Objetivo del ejercicio> Transcribe íntegra la columna sobre la pandemia de coronavirus, sin alterar ninguna palabra ni signo.

------ Texto extraído ------

Tomado de: www.elespectador.com
Por: Saúl Franco Agudelo (foto)
Médico Social
No hay duda de que estamos frente a una pandemia. Es decir: una enfermedad que se expande rápidamente por todo el mundo y nos pone a todos en peligro. Hasta hoy, esta pandemia por coronavirus ha producido más de 200.000 casos en 140 países, de los cuales han muerto 8.000, es decir: cuatro de cada 100 infectados. Si bien es una mortalidad relativamente baja –si se compara, por ejemplo, con el ébola, del que murieron 40 de cada 100 infectados en 2014– puede aumentarse en la medida en que afecte a poblaciones más debilitadas y susceptibles, y los servicios de salud no alcancen a brindar oportunamente la atención requerida.
La incertidumbre es una de las condiciones que hacen difícil enfrentar este tipo de eventos. De hecho, es impredecible el futuro de esta pandemia. Algunas en el pasado han tenido efectos arrasadores. A mitad del siglo XIV la epidemia de peste, conocida como “muerte negra”, produjo cerca de 25 millones de muertes en Europa y marcó el final de la Edad Media. Debemos empeñarnos a fondo la sociedad, los Estados y las personas para evitar que algo semejante ocurra con el coronavirus. Sin pánico ni sensacionalismos, pero con decisión e inteligencia.
Son muchas las preguntas que nos hace y los desafíos que nos plantea esta pandemia. De entrada, desnuda nuestra enorme fragilidad como personas y como humanidad. Presumimos cotidianamente de controlar y dominar la naturaleza y hasta nos creemos el centro del universo. Y con frecuencia cada vez mayor, seres invisibles y diminutos –los virus– desconfiguran nuestros esquemas, trastornan nuestros planes y nos convierten en prisioneros, víctimas o cadáveres. Baste recordar el AH1-N1 en 2009, el Ébola en 2014, el Chicungunya en 2015 y el Zika en 2016. Y, a más de nuestra fragilidad, las epidemias ponen también en tela de juicio nuestros conocimientos y sus tecnologías derivadas. Sabemos mucho, es verdad. Pero aparece, mejor aún, pasa de algunos animales a los humanos uno de estos virus, y quedamos perplejos ante su capacidad de hacernos daño y hasta matarnos, y sin herramientas intelectuales, químicas o biológicas para enfrentarlos de inmediato.

------ Información proporcionada ------

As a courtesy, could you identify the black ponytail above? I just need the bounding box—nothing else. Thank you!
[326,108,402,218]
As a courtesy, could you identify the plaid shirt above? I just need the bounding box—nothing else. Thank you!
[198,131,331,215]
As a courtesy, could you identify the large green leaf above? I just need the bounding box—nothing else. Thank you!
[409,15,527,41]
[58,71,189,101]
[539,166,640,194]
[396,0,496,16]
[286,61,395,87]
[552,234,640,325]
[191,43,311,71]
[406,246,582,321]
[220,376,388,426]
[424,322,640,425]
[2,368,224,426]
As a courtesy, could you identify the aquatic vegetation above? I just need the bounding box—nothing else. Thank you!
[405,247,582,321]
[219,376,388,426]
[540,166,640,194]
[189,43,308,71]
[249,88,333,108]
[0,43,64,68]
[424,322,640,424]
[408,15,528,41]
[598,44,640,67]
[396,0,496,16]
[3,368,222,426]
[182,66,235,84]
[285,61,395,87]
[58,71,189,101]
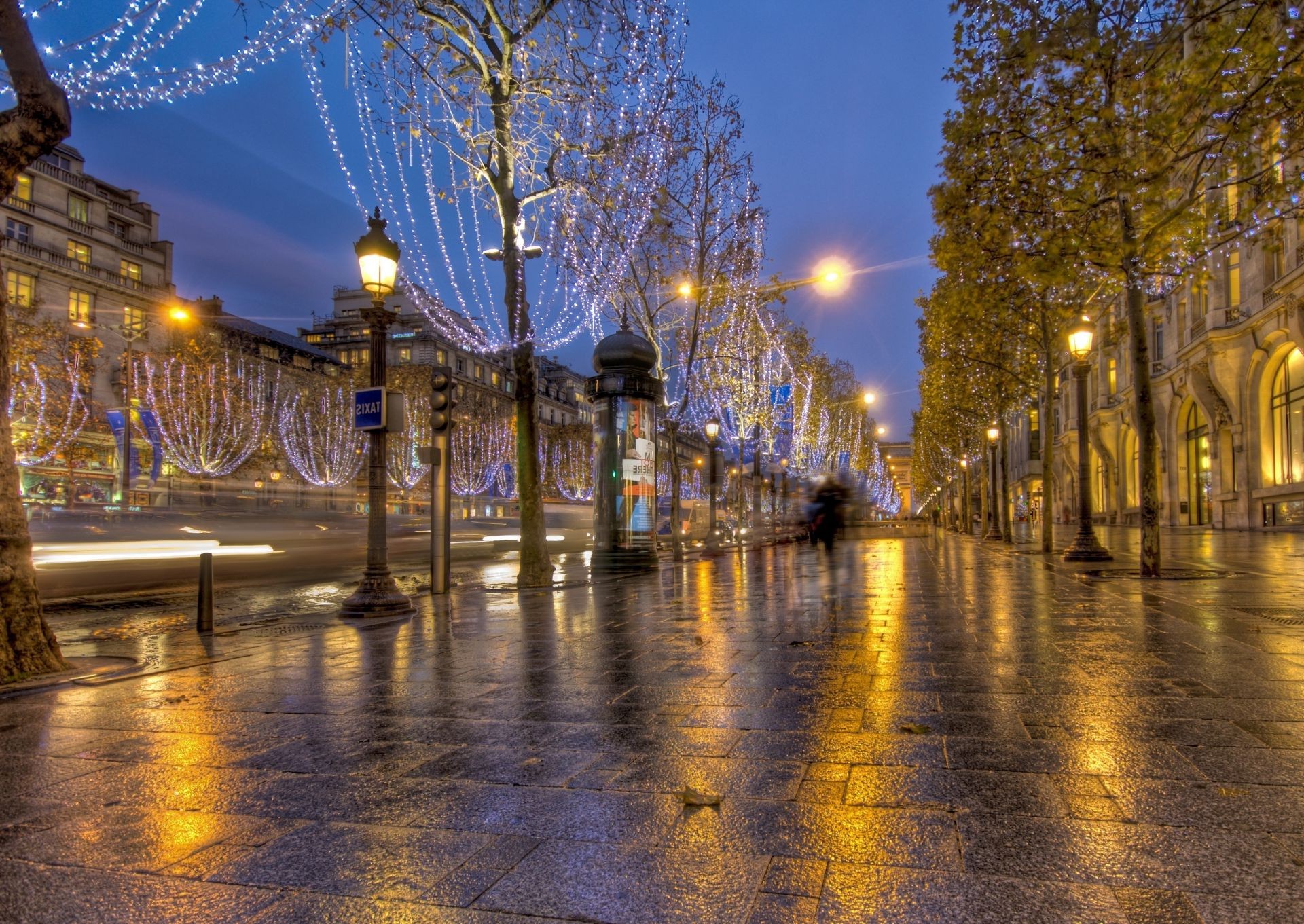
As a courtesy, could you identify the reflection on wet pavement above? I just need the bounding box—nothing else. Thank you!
[0,530,1304,924]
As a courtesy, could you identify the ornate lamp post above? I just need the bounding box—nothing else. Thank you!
[960,456,974,536]
[983,424,1002,542]
[703,417,720,549]
[339,207,414,618]
[1064,316,1114,561]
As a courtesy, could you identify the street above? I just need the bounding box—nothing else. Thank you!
[33,504,592,601]
[0,529,1304,924]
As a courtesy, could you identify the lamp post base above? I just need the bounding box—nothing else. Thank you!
[339,571,416,619]
[1062,530,1114,561]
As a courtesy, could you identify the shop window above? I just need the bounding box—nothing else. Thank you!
[1269,349,1304,485]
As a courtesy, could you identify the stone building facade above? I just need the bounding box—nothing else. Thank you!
[1007,212,1304,529]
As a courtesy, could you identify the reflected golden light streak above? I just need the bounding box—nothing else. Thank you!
[31,540,276,567]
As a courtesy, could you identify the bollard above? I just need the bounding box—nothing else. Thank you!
[194,551,213,632]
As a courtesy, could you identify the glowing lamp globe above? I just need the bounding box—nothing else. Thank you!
[1068,319,1095,363]
[353,206,399,299]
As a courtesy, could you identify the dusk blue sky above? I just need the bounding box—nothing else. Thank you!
[72,0,952,439]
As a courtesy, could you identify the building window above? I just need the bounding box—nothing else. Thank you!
[68,193,90,224]
[1263,224,1286,285]
[4,218,31,244]
[1227,248,1240,308]
[68,237,90,268]
[68,289,95,325]
[4,270,37,308]
[1271,348,1304,485]
[1189,270,1209,322]
[1185,401,1214,527]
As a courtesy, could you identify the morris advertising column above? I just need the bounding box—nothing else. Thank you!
[587,327,665,571]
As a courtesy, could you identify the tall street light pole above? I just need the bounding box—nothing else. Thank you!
[983,425,1002,542]
[1064,316,1114,561]
[339,207,414,618]
[703,417,720,549]
[960,456,974,536]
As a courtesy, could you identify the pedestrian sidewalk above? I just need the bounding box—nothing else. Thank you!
[0,530,1304,924]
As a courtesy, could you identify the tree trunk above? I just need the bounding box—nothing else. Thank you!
[665,420,683,561]
[0,0,72,682]
[1039,350,1055,555]
[1119,203,1159,577]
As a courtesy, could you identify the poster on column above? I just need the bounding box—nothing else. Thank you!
[615,397,656,546]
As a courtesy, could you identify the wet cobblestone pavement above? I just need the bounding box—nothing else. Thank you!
[7,530,1304,924]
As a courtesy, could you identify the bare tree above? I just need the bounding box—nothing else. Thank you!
[0,0,72,682]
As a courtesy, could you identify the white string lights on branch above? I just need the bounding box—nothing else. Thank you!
[448,388,516,498]
[136,353,280,478]
[544,424,594,500]
[14,0,353,109]
[8,352,90,465]
[386,395,432,493]
[304,0,681,350]
[276,386,367,487]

------

Solución escrita>
Tomado de: www.elespectador.com
Por: Saúl Franco Agudelo (foto)
Médico Social
No hay duda de que estamos frente a una pandemia. Es decir: una enfermedad que se expande rápidamente por todo el mundo y nos pone a todos en peligro. Hasta hoy, esta pandemia por coronavirus ha producido más de 200.000 casos en 140 países, de los cuales han muerto 8.000, es decir: cuatro de cada 100 infectados. Si bien es una mortalidad relativamente baja –si se compara, por ejemplo, con el ébola, del que murieron 40 de cada 100 infectados en 2014– puede aumentarse en la medida en que afecte a poblaciones más debilitadas y susceptibles, y los servicios de salud no alcancen a brindar oportunamente la atención requerida.
La incertidumbre es una de las condiciones que hacen difícil enfrentar este tipo de eventos. De hecho, es impredecible el futuro de esta pandemia. Algunas en el pasado han tenido efectos arrasadores. A mitad del siglo XIV la epidemia de peste, conocida como “muerte negra”, produjo cerca de 25 millones de muertes en Europa y marcó el final de la Edad Media. Debemos empeñarnos a fondo la sociedad, los Estados y las personas para evitar que algo semejante ocurra con el coronavirus. Sin pánico ni sensacionalismos, pero con decisión e inteligencia.
Son muchas las preguntas que nos hace y los desafíos que nos plantea esta pandemia. De entrada, desnuda nuestra enorme fragilidad como personas y como humanidad. Presumimos cotidianamente de controlar y dominar la naturaleza y hasta nos creemos el centro del universo. Y con frecuencia cada vez mayor, seres invisibles y diminutos –los virus– desconfiguran nuestros esquemas, trastornan nuestros planes y nos convierten en prisioneros, víctimas o cadáveres. Baste recordar el AH1-N1 en 2009, el Ébola en 2014, el Chicungunya en 2015 y el Zika en 2016. Y, a más de nuestra fragilidad, las epidemias ponen también en tela de juicio nuestros conocimientos y sus tecnologías derivadas. Sabemos mucho, es verdad. Pero aparece, mejor aún, pasa de algunos animales a los humanos uno de estos virus, y quedamos perplejos ante su capacidad de hacernos daño y hasta matarnos, y sin herramientas intelectuales, químicas o biológicas para enfrentarlos de inmediato.